Exercise description:
What is needed is an exact repeat of the entries, with no pictures in it.

____

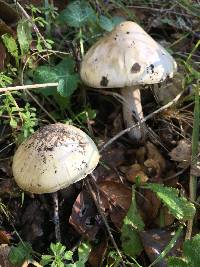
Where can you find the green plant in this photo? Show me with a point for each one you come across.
(179, 206)
(23, 118)
(18, 254)
(191, 254)
(60, 257)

____

Solution to this problem:
Where can you find the green plant in this photo? Show me with a point for each one you come across.
(179, 206)
(23, 118)
(18, 254)
(191, 254)
(60, 257)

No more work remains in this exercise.